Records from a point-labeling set
--- BEGIN ---

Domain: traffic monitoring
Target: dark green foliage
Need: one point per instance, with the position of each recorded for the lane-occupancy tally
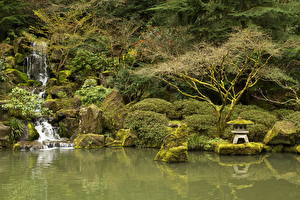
(90, 93)
(189, 107)
(155, 105)
(131, 86)
(17, 129)
(263, 121)
(203, 124)
(203, 143)
(150, 127)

--- END ---

__TASK__
Reproduce the material with "foliage" changed to "vegetation" and every other line left as it stands, omitting the pictures.

__SOLUTION TO THIS PROBLEM__
Domain: traffic monitoring
Target: dark green vegetation
Need: one point per instance, with the position of each recorded for the lane-occupancy tally
(90, 93)
(189, 107)
(155, 105)
(131, 86)
(17, 129)
(263, 121)
(203, 124)
(203, 143)
(150, 127)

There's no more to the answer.